Passage –

§

It is hard to do that way, and not necessary.

I will post V2 soon for review.

Thanks,
Ming
jianchao.wang April 1, 2019, 3:32 a.m. UTC | #9
On 4/1/19 11:27 AM, Ming Lei wrote:
> On Sun, Mar 31, 2019 at 07:39:17PM -0700, Bart Van Assche wrote:
>> On 3/31/19 7:00 PM, Ming Lei wrote:
>>> On Sun, Mar 31, 2019 at 08:27:35AM -0700, Bart Van Assche wrote:
>>>> I'm not sure the approach of this patch series is really the direction we
>>>> should pursue. There are many block driver that free resources immediately
>>>
>>> Please see scsi_run_queue(), and the queue refcount is always held
>>> before run queue.
>>
>> That's not correct. There is no guarantee that q->q_usage_counter > 0 when
>> scsi_run_queue() is called from inside scsi_requeue_run_queue().
>>
>>>> I'd like to avoid having to modify all block drivers that free resources
>>>> immediately after blk_cleanup_queue() has returned. Have you considered to
>>>> modify blk_mq_run_hw_queues() such that it becomes safe to call that
>>>> function while blk_cleanup_queue() is in progress, e.g. by inserting a
>>>> percpu_ref_tryget_live(&q->q_usage_counter) /
>>>> percpu_ref_put(&q->q_usage_counter) pair?
>>>
>>> It can't work because blk_mq_run_hw_queues may happen after
>>> percpu_ref_exit() is done.
>>>
>>> However, if we move percpu_ref_exit() into queue's release handler, we
>>> don't need to grab q->q_usage_counter any more in blk_mq_run_hw_queues(),
>>> and we still have to free hw queue resources in queue's release handler,
>>> that is exactly what this patchset is doing.
>>>
>>> In short, getting q->q_usage_counter doesn't make a difference on this
>>> issue.
>>
>> percpu_ref_tryget_live() fails if a per-cpu counter is in the "dead" state.
>> percpu_ref_kill() changes the state of a per-cpu counter to the "dead"
>> state. blk_freeze_queue_start() calls percpu_ref_kill(). blk_cleanup_queue()
>> already calls blk_set_queue_dying() and that last function calls
>> blk_freeze_queue_start(). So I think that what you wrote is not correct and
>> that inserting a percpu_ref_tryget_live()/percpu_ref_put() pair in
>> blk_mq_run_hw_queues() or blk_mq_run_hw_queue() would make a difference and
>> also that moving the percpu_ref_exit() call into blk_release_queue() makes
>> sense.
> 
> This way is easy to cause deadlock!!!
> 
> If percpu_ref_tryget_live() is called in the entry of blk_mq_run_hw_queues(), 
> at the same time, blk_freeze_queue_start() is called, then percpu_ref_tryget_live()
> will fail, and run queue can't move on, then blk_mq_freeze_queue_wait() will wait
> forever.
> 

percpu_ref_tryget would be better to get pending requests to be issued when queue is frozen.

§

Given information –
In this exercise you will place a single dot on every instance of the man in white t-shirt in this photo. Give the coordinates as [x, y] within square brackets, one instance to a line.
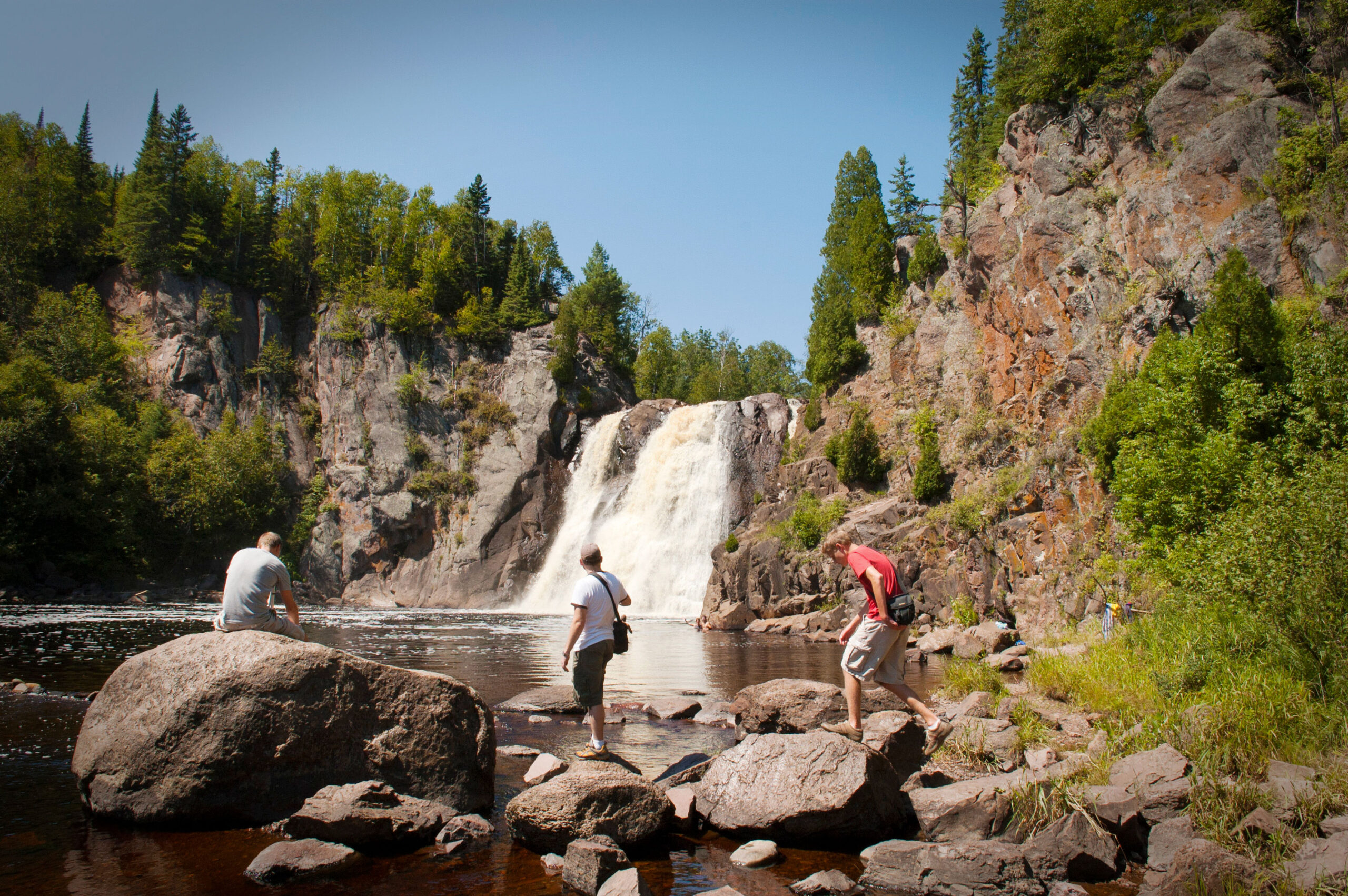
[254, 574]
[595, 599]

§

Things to do –
**a)** Print the part of the thread from "I will post" to "before run queue.".
**b)** Answer these questions using the thread:
(i) Which function does the thread say calls percpu_ref_kill()?
(ii) What does Ming Lei say will be posted soon for review?
(iii) According to Ming Lei, if percpu_ref_tryget_live() fails at the entry of blk_mq_run_hw_queues() because blk_freeze_queue_start() is called at the same time, what will blk_mq_freeze_queue_wait() do?

Solutions to the exercise –
**a)**
I will post V2 soon for review.

Thanks,
Ming
jianchao.wang April 1, 2019, 3:32 a.m. UTC | #9
On 4/1/19 11:27 AM, Ming Lei wrote:
> On Sun, Mar 31, 2019 at 07:39:17PM -0700, Bart Van Assche wrote:
>> On 3/31/19 7:00 PM, Ming Lei wrote:
>>> On Sun, Mar 31, 2019 at 08:27:35AM -0700, Bart Van Assche wrote:
>>>> I'm not sure the approach of this patch series is really the direction we
>>>> should pursue. There are many block driver that free resources immediately
>>>
>>> Please see scsi_run_queue(), and the queue refcount is always held
>>> before run queue.

**b)**
(i) blk_freeze_queue_start()
(ii) V2
(iii) It will wait forever.